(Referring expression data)
##########
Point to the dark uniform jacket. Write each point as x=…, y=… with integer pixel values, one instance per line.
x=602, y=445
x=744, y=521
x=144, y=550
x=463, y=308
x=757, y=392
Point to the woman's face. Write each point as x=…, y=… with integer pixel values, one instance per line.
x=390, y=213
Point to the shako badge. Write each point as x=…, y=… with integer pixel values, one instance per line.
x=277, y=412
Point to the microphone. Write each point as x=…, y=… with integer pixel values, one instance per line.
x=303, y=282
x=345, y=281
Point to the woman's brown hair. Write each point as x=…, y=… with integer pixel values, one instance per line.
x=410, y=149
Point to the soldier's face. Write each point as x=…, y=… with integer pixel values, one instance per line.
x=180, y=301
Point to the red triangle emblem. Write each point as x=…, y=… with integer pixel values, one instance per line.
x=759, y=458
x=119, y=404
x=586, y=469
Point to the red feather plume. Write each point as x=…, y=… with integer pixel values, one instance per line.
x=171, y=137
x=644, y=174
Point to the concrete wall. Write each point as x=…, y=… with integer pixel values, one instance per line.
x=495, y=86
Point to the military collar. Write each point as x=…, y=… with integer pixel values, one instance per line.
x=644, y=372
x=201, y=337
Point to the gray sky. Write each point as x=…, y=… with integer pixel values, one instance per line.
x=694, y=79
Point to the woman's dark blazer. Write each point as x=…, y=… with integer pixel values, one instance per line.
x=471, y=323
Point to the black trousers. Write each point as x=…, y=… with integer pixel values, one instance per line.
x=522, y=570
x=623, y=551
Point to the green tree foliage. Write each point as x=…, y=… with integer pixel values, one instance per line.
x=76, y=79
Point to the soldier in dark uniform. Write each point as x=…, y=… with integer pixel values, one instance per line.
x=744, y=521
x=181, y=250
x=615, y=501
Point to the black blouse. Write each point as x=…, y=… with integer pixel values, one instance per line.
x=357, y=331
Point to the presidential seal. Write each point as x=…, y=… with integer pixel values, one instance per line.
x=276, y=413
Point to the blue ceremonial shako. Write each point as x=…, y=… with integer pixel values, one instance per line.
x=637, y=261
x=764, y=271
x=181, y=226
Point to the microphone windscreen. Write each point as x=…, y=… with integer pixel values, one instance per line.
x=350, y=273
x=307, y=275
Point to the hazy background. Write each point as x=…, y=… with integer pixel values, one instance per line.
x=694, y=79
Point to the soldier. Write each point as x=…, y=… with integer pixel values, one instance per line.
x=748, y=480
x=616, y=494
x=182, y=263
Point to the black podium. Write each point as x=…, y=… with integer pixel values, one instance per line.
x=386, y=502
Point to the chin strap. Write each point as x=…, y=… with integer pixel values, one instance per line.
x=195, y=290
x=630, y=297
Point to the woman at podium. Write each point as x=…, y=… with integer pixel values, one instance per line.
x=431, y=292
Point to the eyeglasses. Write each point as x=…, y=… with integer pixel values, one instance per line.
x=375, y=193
##########
_Exercise directions_
Retype each record exactly, leaving nothing out.

_Completed exercise_
Point to the dark uniform jacket. Write each point as x=…, y=… with integer pixel values, one instance per line.
x=602, y=445
x=744, y=521
x=144, y=550
x=463, y=308
x=757, y=392
Point to the woman's face. Write each point as x=…, y=… with integer pixel values, one instance per line.
x=390, y=213
Point to the shako badge. Write each point as x=…, y=… with integer pixel values, one instance per line.
x=277, y=412
Point to the microphone. Write each point as x=…, y=… with integer pixel values, one instance per line.
x=303, y=282
x=345, y=281
Point to the woman's brown hair. Write each point as x=…, y=… with integer pixel values, one instance per line.
x=410, y=149
Point to the soldier's face. Write each point as x=…, y=… with integer pixel values, one instance per line.
x=180, y=301
Point to the red triangle emblem. Write each point as x=…, y=… with integer pixel values, one instance per line.
x=759, y=458
x=119, y=404
x=586, y=469
Point to the red feather plume. Write each point as x=…, y=… with integer pixel values, one instance per line.
x=171, y=137
x=644, y=174
Point to the concrete wall. Write each point as x=…, y=… with integer pixel values, one instance per line.
x=495, y=86
Point to the military collar. Write each point as x=…, y=… with integer pixel values, one instance per line.
x=644, y=372
x=201, y=337
Point to the gray sky. Write each point as x=…, y=… with integer pixel values, one instance per line.
x=694, y=79
Point to the woman's dark blazer. Write each point as x=…, y=… with integer pixel values, one instance per line.
x=471, y=323
Point to the black trousers. Write each point as x=…, y=… with integer pixel values, one instance per line.
x=522, y=570
x=623, y=551
Point to the green tree foliage. Write each point as x=…, y=… with integer pixel values, one instance per line.
x=76, y=79
Point to the soldier in dark uniform. Write each point as x=…, y=… with integer pixel values, one instance per line.
x=744, y=521
x=181, y=250
x=615, y=501
Point to the black blouse. Write each point as x=…, y=… with integer pixel values, one instance per line.
x=357, y=331
Point to the presidential seal. Write each point as x=…, y=… with integer pixel values, one instance per line.
x=276, y=413
Point to the blue ceremonial shako. Write each point as x=…, y=… with integer pixel values, one instance per line.
x=637, y=261
x=764, y=271
x=181, y=226
Point to the microphone windscreen. Write each point as x=…, y=… with integer pixel values, one instance per line.
x=350, y=273
x=307, y=275
Point to the hazy background. Write each point as x=…, y=… with integer pixel values, one instance per line.
x=694, y=79
Point to the soldier. Write each point as x=…, y=… with integer pixel values, one instance per line.
x=748, y=480
x=616, y=494
x=182, y=263
Point to the black podium. Write each point as x=…, y=… with integer pixel values, one instance per line.
x=386, y=502
Point to the chin strap. Write each point as x=…, y=… with integer pixel values, one instance per line.
x=195, y=290
x=630, y=297
Point to the woman at podium. Write each point as x=…, y=… with integer pixel values, one instance per line.
x=431, y=292
Point to the eyeglasses. Write each point as x=…, y=… with integer pixel values, one instance per line.
x=375, y=193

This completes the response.